# [DATA]

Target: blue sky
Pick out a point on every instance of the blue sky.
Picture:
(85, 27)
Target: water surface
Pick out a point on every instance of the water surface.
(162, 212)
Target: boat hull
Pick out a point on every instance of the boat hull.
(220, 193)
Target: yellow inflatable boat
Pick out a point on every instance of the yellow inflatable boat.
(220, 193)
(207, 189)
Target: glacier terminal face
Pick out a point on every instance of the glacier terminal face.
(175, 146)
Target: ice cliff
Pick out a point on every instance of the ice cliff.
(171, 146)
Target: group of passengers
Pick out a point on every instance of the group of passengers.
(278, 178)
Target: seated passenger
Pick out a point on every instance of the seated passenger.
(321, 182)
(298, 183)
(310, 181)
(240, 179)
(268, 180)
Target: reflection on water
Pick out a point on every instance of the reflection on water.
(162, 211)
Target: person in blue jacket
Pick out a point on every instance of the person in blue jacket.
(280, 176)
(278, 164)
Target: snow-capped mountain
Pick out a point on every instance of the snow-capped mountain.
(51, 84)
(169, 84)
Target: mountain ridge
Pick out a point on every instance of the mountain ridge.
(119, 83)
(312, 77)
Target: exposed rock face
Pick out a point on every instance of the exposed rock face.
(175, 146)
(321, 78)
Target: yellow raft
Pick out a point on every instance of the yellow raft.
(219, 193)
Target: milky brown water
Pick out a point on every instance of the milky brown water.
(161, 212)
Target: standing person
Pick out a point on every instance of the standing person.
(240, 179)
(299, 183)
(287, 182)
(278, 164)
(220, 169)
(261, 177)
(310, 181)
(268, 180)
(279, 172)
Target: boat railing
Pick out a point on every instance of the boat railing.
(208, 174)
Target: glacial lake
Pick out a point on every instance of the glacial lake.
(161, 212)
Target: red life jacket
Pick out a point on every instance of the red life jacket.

# [EXERCISE AIM]
Give again exactly, and only, the lines above starting at the one with "Pick out a point on every instance of the yellow inflatable" and ending at the one with "Target: reflection on water".

# [RESULT OF THE EXERCISE]
Pick out a point on every instance of the yellow inflatable boat.
(220, 193)
(207, 189)
Target: glacier terminal face
Pick out a point on every instance of the glacier terminal face.
(175, 146)
Target: ice cliff
Pick out a point on every instance of the ice cliff.
(171, 146)
Target: group of passengers
Pick out a point on every instance of the group of passengers.
(278, 178)
Target: seated passenger
Pick out a point on every instance of the seated passenger.
(321, 182)
(298, 183)
(310, 181)
(240, 179)
(268, 180)
Target: reflection on water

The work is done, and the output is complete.